→ Directive
How many lines in the records below contain the word "side"? Reply with the number only.

******************************

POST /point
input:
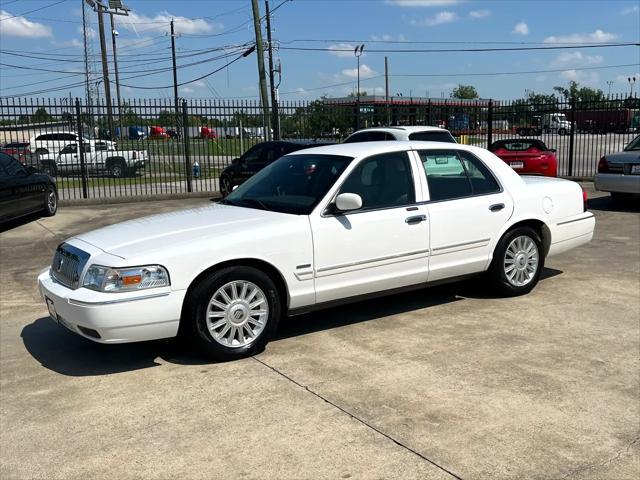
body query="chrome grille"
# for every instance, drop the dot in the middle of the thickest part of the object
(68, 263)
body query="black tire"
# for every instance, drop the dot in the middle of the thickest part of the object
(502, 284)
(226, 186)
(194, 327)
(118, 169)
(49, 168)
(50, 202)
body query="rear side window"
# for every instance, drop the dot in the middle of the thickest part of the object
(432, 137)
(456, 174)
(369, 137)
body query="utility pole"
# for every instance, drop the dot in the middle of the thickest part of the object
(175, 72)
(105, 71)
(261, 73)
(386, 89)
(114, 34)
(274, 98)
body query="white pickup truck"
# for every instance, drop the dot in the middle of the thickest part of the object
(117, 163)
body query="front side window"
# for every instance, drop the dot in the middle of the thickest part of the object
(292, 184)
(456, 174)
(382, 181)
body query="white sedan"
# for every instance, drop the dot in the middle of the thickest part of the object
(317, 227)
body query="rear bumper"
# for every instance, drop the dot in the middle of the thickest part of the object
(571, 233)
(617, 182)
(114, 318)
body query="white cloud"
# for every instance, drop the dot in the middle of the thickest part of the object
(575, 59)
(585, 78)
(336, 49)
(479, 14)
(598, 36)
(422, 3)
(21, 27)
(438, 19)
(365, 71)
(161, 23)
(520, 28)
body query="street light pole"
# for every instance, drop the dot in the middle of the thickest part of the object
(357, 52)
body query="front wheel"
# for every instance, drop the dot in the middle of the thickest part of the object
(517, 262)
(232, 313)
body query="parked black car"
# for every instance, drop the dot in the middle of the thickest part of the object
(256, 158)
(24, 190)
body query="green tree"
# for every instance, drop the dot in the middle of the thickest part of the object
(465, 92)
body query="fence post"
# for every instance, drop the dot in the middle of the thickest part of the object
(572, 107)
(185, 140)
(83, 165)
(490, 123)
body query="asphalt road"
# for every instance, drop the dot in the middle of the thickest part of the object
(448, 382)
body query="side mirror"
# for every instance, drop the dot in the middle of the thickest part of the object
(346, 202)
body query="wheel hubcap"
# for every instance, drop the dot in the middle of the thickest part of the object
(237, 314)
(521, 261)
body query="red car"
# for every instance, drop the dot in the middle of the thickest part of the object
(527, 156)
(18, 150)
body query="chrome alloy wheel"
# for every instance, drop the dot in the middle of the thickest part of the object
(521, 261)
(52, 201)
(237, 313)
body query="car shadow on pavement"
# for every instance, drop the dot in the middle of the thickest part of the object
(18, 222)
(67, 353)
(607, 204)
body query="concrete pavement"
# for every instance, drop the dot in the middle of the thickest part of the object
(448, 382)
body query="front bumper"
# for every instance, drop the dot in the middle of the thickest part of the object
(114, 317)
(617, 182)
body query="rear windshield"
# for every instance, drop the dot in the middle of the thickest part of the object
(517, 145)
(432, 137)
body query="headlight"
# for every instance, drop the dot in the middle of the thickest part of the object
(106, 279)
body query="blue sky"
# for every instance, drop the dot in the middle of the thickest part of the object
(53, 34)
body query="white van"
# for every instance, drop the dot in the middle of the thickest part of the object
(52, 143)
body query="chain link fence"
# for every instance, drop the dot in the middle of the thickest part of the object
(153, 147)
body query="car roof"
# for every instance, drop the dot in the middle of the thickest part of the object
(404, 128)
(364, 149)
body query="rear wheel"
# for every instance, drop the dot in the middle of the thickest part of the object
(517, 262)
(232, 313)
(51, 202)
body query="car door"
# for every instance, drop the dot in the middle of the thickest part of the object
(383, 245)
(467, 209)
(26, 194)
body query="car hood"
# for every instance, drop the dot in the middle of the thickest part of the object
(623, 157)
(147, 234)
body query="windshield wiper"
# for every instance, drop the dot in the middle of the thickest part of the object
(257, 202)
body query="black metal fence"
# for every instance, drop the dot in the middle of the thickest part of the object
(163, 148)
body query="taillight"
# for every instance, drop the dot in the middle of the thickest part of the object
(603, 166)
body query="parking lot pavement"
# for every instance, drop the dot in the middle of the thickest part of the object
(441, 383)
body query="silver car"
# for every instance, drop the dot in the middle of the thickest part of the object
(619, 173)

******************************

→ Solution to this exercise
3